» Fragmento seleccionado
——

Umberto Eco lo cuenta en su ensayo El Fascismo Eterno, contenido en su volumen Cinco Escritos Morales. En 1945, cuando la resistencia liberó la pequeña ciudad en que vivía, los pobladores se reunieron en la plaza para escuchar el discurso de Mimo, jefe de los partisanos locales.

La gente agitaba banderas, cantaba y coreaba el nombre del jefe rebelde. entre la gente se encontraba Eco, apenas un niño, esperando un discurso histórico, retórico y enérgico como los de Mussolini.

Mimo se asomó al balcón del ayuntamiento, apoyado en sus muletas —había una pierna en combate— y se dirigió a la multitud. Eco recuerda que el hombre, con voz entrecortada, dijo:

Ciudadanos, amigos. Después de tantos dolorosos sacrificios… Aquí estamos. Gloria a los caídos por la libertad.

Eco agrega:

Eso fue todo. Y volvió adentro. La muchedumbre gritaba, los partisanos levantaron sus armas y dispararon al aire festivamente.

Nosotros, los niños, nos abalanzamos a recoger los casquillos, preciosos objetos de colección, pero yo había aprendido también que la libertad de palabra significa también libertad de la retórica.

——

» Tarea propuesta
Transcriba del fragmento sobre el discurso de Mimo el tramo que va desde "Nosotros, los niños, nos" hasta "de la retórica.", y sustituya "casquillos" por "cartuchos".

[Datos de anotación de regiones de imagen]
——

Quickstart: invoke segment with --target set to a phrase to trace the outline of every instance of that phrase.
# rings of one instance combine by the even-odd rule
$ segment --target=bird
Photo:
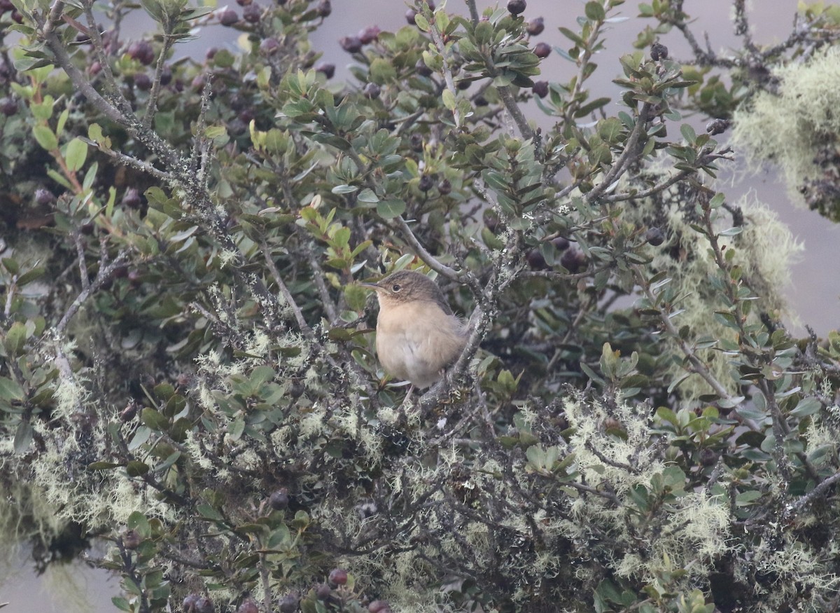
[[[376,356],[388,374],[423,388],[443,376],[467,342],[467,325],[452,313],[438,284],[415,271],[398,271],[375,283]]]

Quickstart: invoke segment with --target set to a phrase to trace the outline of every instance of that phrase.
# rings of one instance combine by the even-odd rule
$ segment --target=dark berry
[[[348,53],[358,53],[362,50],[362,41],[358,36],[344,36],[339,40],[339,45]]]
[[[218,23],[222,25],[233,25],[239,20],[239,16],[236,14],[236,11],[233,8],[222,11],[218,13]]]
[[[526,6],[528,6],[528,3],[525,0],[509,0],[507,10],[511,12],[512,15],[518,15],[525,10]]]
[[[368,83],[362,91],[367,98],[371,99],[379,98],[379,94],[382,92],[381,88],[375,83]]]
[[[408,146],[412,148],[412,151],[415,153],[420,153],[423,151],[423,135],[415,132],[412,135],[411,138],[408,140]]]
[[[586,266],[586,256],[578,247],[570,247],[560,258],[560,266],[574,274]]]
[[[228,122],[228,131],[230,132],[234,136],[239,136],[240,134],[244,134],[248,129],[248,124],[244,122],[239,117],[234,118]]]
[[[654,61],[668,59],[668,47],[662,43],[654,43],[650,46],[650,59]]]
[[[140,544],[140,535],[136,530],[129,530],[123,535],[123,547],[126,549],[137,549]]]
[[[196,613],[213,613],[213,600],[207,596],[202,596],[196,603]]]
[[[188,594],[184,598],[181,605],[184,607],[184,613],[196,613],[196,603],[201,598],[197,594]]]
[[[134,87],[142,92],[148,92],[152,88],[152,80],[145,72],[134,75]]]
[[[129,188],[125,190],[125,195],[123,196],[123,204],[129,209],[137,209],[141,203],[140,193],[137,191],[136,188]]]
[[[275,510],[282,510],[289,506],[289,492],[286,488],[278,489],[271,494],[268,501]]]
[[[331,79],[335,75],[335,64],[330,64],[328,61],[322,61],[315,66],[315,71],[321,72],[328,79]]]
[[[35,202],[43,206],[52,204],[55,202],[53,193],[45,188],[39,188],[35,190]]]
[[[712,136],[718,134],[723,134],[727,131],[731,124],[732,122],[729,121],[729,119],[712,119],[706,124],[706,131]]]
[[[645,232],[644,238],[654,247],[659,246],[665,241],[665,235],[662,234],[662,230],[655,227],[649,228],[648,231]]]
[[[414,70],[416,70],[417,74],[421,77],[432,76],[432,69],[426,66],[426,62],[423,61],[422,57],[417,60],[417,64],[414,65]]]
[[[328,580],[330,585],[344,585],[347,583],[347,571],[344,568],[333,568],[329,571]]]
[[[300,602],[300,598],[297,594],[286,594],[280,599],[278,603],[280,613],[295,613],[297,610],[298,602]]]
[[[703,466],[714,466],[717,463],[717,454],[708,448],[701,450],[700,463]]]
[[[563,236],[557,236],[551,239],[551,244],[554,246],[554,249],[558,251],[563,251],[569,249],[569,239],[564,238]]]
[[[540,59],[548,57],[549,53],[551,53],[551,45],[548,43],[537,43],[537,46],[533,48],[533,55]]]
[[[155,61],[155,50],[147,40],[135,40],[129,45],[129,57],[137,60],[144,66],[149,66]]]
[[[249,24],[256,24],[262,17],[262,9],[259,4],[247,4],[242,9],[242,18]]]
[[[543,34],[543,30],[545,29],[545,23],[543,21],[542,17],[535,17],[528,23],[528,27],[526,28],[528,33],[532,36],[537,36]]]
[[[362,45],[370,45],[379,38],[380,32],[381,30],[378,25],[370,25],[359,31],[359,40],[362,41]]]
[[[549,267],[545,258],[543,257],[543,254],[538,249],[532,249],[528,252],[525,259],[528,260],[528,265],[531,267],[531,270],[545,270]]]
[[[261,43],[260,43],[260,52],[266,55],[270,55],[272,53],[280,48],[280,43],[277,42],[276,38],[264,39]]]

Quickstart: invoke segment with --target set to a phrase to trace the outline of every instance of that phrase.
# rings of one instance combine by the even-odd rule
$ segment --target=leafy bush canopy
[[[834,8],[762,47],[735,0],[723,56],[643,3],[613,100],[622,0],[559,36],[422,2],[342,40],[347,83],[328,0],[144,0],[139,40],[131,3],[13,3],[0,517],[39,563],[105,539],[125,611],[837,608],[840,336],[785,331],[798,246],[714,182],[732,119],[788,134],[761,109],[836,55]],[[216,24],[244,48],[173,60]],[[404,268],[470,318],[405,401],[359,284]]]

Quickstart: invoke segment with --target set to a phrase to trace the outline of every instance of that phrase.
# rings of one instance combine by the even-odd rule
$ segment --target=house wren
[[[376,355],[382,367],[410,381],[412,388],[428,388],[466,345],[464,320],[452,314],[438,284],[419,272],[400,271],[364,285],[375,289],[379,300]]]

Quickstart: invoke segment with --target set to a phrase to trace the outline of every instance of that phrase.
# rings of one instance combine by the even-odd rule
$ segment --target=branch
[[[462,282],[465,272],[459,272],[454,268],[450,268],[442,263],[439,260],[438,260],[438,258],[429,253],[426,247],[420,243],[417,237],[414,235],[414,232],[412,232],[412,229],[408,227],[408,224],[406,223],[406,220],[402,219],[402,215],[396,219],[396,225],[399,226],[403,236],[405,236],[406,240],[407,240],[408,244],[412,246],[420,259],[428,264],[429,268],[433,270],[435,272],[442,274],[444,277],[449,279],[449,281],[454,281],[456,283]]]
[[[827,492],[828,489],[838,481],[840,481],[840,472],[835,473],[831,477],[825,479],[816,488],[796,500],[796,502],[791,502],[787,505],[787,506],[785,507],[783,517],[785,519],[788,519],[794,513],[801,510],[806,505],[810,505],[816,499],[824,495]]]

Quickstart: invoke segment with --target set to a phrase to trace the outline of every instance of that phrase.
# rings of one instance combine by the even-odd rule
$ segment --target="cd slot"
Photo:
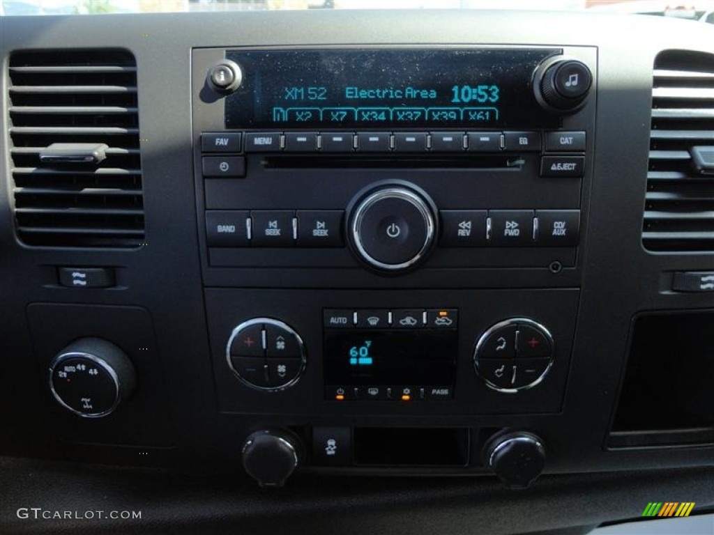
[[[517,154],[469,154],[453,156],[428,157],[389,155],[388,156],[266,156],[261,163],[268,169],[286,168],[456,168],[478,169],[520,169],[525,163],[525,158]]]

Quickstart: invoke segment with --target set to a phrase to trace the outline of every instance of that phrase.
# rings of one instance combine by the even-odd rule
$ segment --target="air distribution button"
[[[406,187],[377,189],[361,199],[350,217],[350,239],[371,267],[396,272],[425,260],[433,245],[436,218],[429,201]]]

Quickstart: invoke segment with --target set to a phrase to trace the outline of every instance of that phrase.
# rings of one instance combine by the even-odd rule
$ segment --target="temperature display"
[[[228,128],[553,126],[533,73],[560,51],[235,51],[241,86],[226,98]]]
[[[326,384],[453,384],[456,332],[456,330],[328,330]]]

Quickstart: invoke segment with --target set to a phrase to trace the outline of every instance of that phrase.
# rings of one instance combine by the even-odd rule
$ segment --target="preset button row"
[[[204,134],[212,151],[223,151],[219,134]],[[246,152],[540,152],[539,131],[506,132],[248,132]],[[216,143],[218,143],[216,145]],[[545,149],[557,152],[583,152],[585,133],[551,131],[545,133]],[[203,148],[204,151],[208,150]],[[227,150],[227,149],[226,149]]]

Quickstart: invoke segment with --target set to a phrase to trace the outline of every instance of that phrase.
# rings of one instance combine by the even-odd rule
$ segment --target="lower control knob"
[[[545,466],[545,449],[536,435],[516,432],[498,435],[484,448],[486,464],[503,484],[525,489],[540,475]]]
[[[261,486],[283,486],[299,462],[297,439],[285,431],[251,433],[243,444],[243,467]]]
[[[62,350],[49,367],[55,399],[78,416],[107,416],[136,387],[134,365],[121,349],[101,338],[80,338]]]
[[[433,203],[413,187],[385,185],[367,193],[351,210],[349,240],[370,268],[396,273],[425,260],[434,244]]]

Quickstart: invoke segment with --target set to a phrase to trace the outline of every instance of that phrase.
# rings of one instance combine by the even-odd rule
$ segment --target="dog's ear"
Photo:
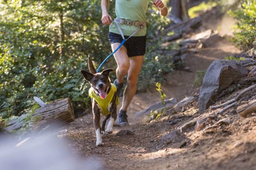
[[[84,77],[85,80],[88,81],[90,81],[94,76],[93,74],[83,70],[81,70],[80,72],[83,75],[83,77]]]
[[[90,59],[90,57],[88,57],[87,60],[87,63],[88,63],[88,67],[89,68],[89,70],[90,72],[93,73],[93,74],[96,74],[97,72],[94,68],[94,66],[93,65],[93,64]]]
[[[109,76],[109,72],[113,72],[113,71],[114,71],[113,69],[108,69],[102,71],[102,73],[103,75]]]

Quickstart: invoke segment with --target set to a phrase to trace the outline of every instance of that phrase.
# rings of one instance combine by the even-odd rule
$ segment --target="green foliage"
[[[160,111],[158,110],[151,110],[149,115],[149,117],[151,119],[158,119],[162,116],[164,114],[164,109],[162,109]]]
[[[45,102],[71,98],[75,109],[88,107],[89,84],[79,71],[90,56],[98,66],[111,52],[108,26],[101,23],[100,0],[0,0],[0,116],[29,113],[38,96]],[[168,24],[151,5],[147,55],[138,84],[145,87],[171,70],[158,33]],[[114,5],[109,14],[114,18]],[[104,65],[116,67],[113,58]],[[112,74],[113,78],[114,74]]]
[[[230,11],[238,20],[234,42],[244,51],[256,48],[256,0],[245,0],[234,11]]]
[[[164,93],[163,90],[161,89],[161,83],[159,82],[157,82],[155,84],[155,86],[157,87],[156,90],[159,92],[160,95],[160,101],[162,102],[163,105],[165,106],[165,107],[166,102],[165,101],[165,99],[166,97],[166,95],[165,93]]]

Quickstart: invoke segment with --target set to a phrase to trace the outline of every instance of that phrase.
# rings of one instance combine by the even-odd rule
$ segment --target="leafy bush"
[[[230,13],[238,20],[234,33],[234,42],[244,51],[255,50],[256,0],[245,0],[240,8]]]
[[[79,70],[87,68],[88,56],[98,66],[111,52],[108,27],[100,19],[100,1],[1,2],[0,116],[28,113],[34,96],[45,102],[68,97],[75,109],[84,109],[89,103],[89,85]],[[109,11],[113,16],[114,5],[111,4]],[[161,40],[152,38],[168,22],[151,7],[147,38],[151,45],[139,77],[141,87],[160,79],[172,68],[168,62],[171,57],[165,58],[162,50],[156,48]],[[113,58],[105,65],[116,67]]]

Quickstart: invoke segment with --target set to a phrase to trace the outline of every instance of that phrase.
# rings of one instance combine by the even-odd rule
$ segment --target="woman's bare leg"
[[[143,56],[129,58],[130,68],[127,76],[127,86],[124,92],[124,98],[121,109],[126,111],[137,90],[137,82],[143,63]]]
[[[111,44],[112,51],[116,49],[120,43],[113,43]],[[124,82],[124,78],[127,75],[130,68],[130,61],[127,55],[126,48],[122,46],[114,54],[114,57],[117,64],[117,68],[116,70],[117,82],[121,83]]]

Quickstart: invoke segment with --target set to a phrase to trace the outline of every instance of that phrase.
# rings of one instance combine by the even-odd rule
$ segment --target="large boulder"
[[[209,67],[199,95],[199,112],[204,113],[218,94],[232,83],[246,76],[248,70],[233,60],[215,60]]]

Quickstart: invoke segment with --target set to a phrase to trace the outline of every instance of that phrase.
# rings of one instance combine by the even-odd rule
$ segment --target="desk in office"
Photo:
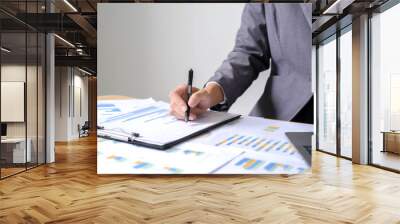
[[[126,102],[125,100],[119,100],[128,99],[126,97],[99,97],[98,99],[102,101],[99,104],[101,105],[101,110],[98,110],[98,120],[100,121],[100,125],[101,120],[108,121],[110,120],[110,116],[111,119],[113,119],[113,116],[124,117],[124,114],[131,114],[133,112],[136,114],[135,110],[143,110],[139,109],[140,107],[138,106],[141,105],[141,103],[139,102],[140,100],[137,99],[131,99]],[[107,102],[108,100],[114,101]],[[144,101],[145,106],[143,108],[154,107],[151,104],[151,99],[143,100],[143,102]],[[132,111],[127,109],[126,105],[132,105],[135,110]],[[110,106],[112,106],[112,108],[110,108]],[[165,107],[168,105],[164,103],[163,106]],[[118,112],[112,112],[110,114],[110,111],[114,111],[114,109]],[[145,112],[151,114],[147,110]],[[142,115],[140,117],[140,119],[146,121],[149,119],[147,117],[142,118]],[[244,116],[244,118],[238,121],[228,123],[221,128],[191,139],[172,148],[171,150],[168,150],[167,152],[157,152],[158,154],[155,153],[154,150],[152,151],[148,148],[140,148],[138,146],[110,142],[101,139],[98,142],[98,173],[294,174],[309,169],[311,162],[308,160],[310,160],[310,157],[305,161],[305,158],[302,157],[299,150],[288,141],[284,134],[285,131],[309,132],[312,131],[312,126]],[[189,154],[189,151],[191,154]],[[215,155],[215,152],[217,151],[225,151],[225,153],[219,154],[219,156],[226,159],[225,161]],[[235,151],[240,151],[240,153],[232,153]],[[198,155],[196,159],[193,158],[193,153]],[[169,157],[166,156],[166,154]],[[179,157],[182,154],[187,155],[187,157],[182,158],[181,160],[174,160],[175,157]],[[155,157],[165,158],[165,160],[156,160],[154,159]],[[171,157],[173,159],[171,159]],[[200,160],[200,158],[203,158],[204,160]],[[209,163],[214,163],[216,166],[214,166],[214,169],[208,169],[206,172],[199,172],[199,170],[204,171],[205,169],[195,169],[195,165],[192,167],[192,165],[185,165],[184,162],[180,162],[191,159],[193,159],[193,161],[189,164],[209,165]],[[216,161],[221,163],[215,164]],[[139,165],[132,165],[133,163]],[[132,167],[143,167],[148,169],[133,170]],[[165,171],[162,169],[164,167],[172,167],[176,169],[168,169]]]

——

» Solución de tarea
Nosotros, los niños, nos abalanzamos a recoger los cartuchos, preciosos objetos de colección, pero yo había aprendido también que la libertad de palabra significa también libertad de la retórica.